═══ TEXTO
En casa cuelga un dibujo de su padre. Juanjo Munárriz, tras aquel 12 de julio de 1982, nunca volvió a correr. Tenía sólo 19 años, pero ya era un habitual en el tramo de Mercaderes. Aquel día, el mismo en el que Diario de Navarra contó que un intruso se coló en el dormitorio de Isabel II y le pidió un cigarro, su abuela no vio el encierro en la tele y se enteró más tarde del accidente. Acongojada, decía a los periodistas: “Sólo balbucea, no puede hablar. Los pisotones del toro pueden ser más peligrosos que las cornadas”.
“Claro que pienso en mi padre, sería imposible no hacerlo”
“Claro que pienso en eso… Es imposible no hacerlo. A él no le importa que corra, me entiende, dice que mientras vaya descansado y tenga una buena condición física hay pocas probabilidades de que me pase algo. A mi madre no le gusta nada…”.
Luis se ha levantado hacia las siete. Tarda un cuarto de hora en llegar al recorrido. En la primera de las dos conversaciones mantenidas con este diario, también surge la figura de su padre. “Ni lo había pensado, pero ayer se cumplieron 35 años de aquello. Fue muy mala suerte, se resbaló, el toro tropezó con él y le pisó… Sabes que puede pasar, todos lo sabemos. Que mi padre corriera en el mismo sitio tiene un sentido muy positivo porque la curva es complicada y me da consejos”.
══════
═══ DATOS DE ESTUDIO
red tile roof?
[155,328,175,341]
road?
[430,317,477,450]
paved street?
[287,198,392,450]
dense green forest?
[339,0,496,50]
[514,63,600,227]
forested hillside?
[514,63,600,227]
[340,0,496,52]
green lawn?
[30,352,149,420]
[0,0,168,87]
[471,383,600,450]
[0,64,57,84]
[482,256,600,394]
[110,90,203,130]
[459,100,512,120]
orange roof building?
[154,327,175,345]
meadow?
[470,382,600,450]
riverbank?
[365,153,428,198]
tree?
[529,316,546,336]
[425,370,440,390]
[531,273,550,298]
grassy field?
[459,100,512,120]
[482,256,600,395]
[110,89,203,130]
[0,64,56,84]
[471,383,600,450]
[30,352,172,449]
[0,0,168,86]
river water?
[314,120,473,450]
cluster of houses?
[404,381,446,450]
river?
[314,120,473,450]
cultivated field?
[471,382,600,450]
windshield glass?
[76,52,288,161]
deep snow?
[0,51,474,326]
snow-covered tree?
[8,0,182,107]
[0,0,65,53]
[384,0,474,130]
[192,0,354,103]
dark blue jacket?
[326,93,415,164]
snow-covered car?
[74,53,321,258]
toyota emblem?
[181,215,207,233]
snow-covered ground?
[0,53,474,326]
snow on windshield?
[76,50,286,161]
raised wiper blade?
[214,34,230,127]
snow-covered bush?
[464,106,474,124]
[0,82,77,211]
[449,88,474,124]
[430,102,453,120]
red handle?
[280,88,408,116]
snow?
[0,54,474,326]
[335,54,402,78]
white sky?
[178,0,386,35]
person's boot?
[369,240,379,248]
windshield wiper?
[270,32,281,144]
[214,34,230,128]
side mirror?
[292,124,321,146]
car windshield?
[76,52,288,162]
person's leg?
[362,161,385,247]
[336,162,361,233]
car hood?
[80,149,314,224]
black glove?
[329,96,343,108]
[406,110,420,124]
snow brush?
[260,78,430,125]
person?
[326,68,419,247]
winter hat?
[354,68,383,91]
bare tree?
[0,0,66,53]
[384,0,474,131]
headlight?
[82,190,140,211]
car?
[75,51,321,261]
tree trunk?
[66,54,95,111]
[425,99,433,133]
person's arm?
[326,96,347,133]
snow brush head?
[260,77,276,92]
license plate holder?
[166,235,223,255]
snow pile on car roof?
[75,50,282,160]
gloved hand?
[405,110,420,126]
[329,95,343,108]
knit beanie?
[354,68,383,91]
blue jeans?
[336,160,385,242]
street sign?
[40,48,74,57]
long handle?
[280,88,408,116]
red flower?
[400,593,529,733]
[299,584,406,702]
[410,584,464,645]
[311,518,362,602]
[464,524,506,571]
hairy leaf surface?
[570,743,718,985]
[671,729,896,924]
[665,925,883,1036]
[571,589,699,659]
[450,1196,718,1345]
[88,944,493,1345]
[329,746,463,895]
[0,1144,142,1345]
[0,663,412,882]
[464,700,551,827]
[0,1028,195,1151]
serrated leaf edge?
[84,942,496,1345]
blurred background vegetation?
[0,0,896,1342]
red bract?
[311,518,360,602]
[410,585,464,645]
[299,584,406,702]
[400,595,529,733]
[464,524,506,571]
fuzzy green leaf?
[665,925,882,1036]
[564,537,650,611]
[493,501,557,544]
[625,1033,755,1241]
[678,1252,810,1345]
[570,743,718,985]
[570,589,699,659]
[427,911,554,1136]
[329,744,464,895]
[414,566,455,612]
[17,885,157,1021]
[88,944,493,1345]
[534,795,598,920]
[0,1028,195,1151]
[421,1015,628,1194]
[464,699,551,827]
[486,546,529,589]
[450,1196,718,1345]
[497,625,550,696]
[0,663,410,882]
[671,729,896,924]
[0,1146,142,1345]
══════
• PREGUNTAS:
[1] Según el texto sobre el accidente en el encierro, ¿cuántos años tenía Juanjo Munárriz cuando ocurrió?
[2] Resume en dos oraciones el texto sobre el accidente en el encierro.
Las líneas no tienen ningún papel en esta actividad.

• RESPUESTAS NUMERADAS:
[1] Tenía 19 años.

[2] Juanjo Munárriz, habitual del tramo de Mercaderes, nunca volvió a correr tras el 12 de julio de 1982, cuando resbaló y un toro tropezó con él y lo pisó. Luis, que corre en el mismo sitio, dice que a su padre no le importa que corra y le da consejos, aunque a su madre no le gusta nada.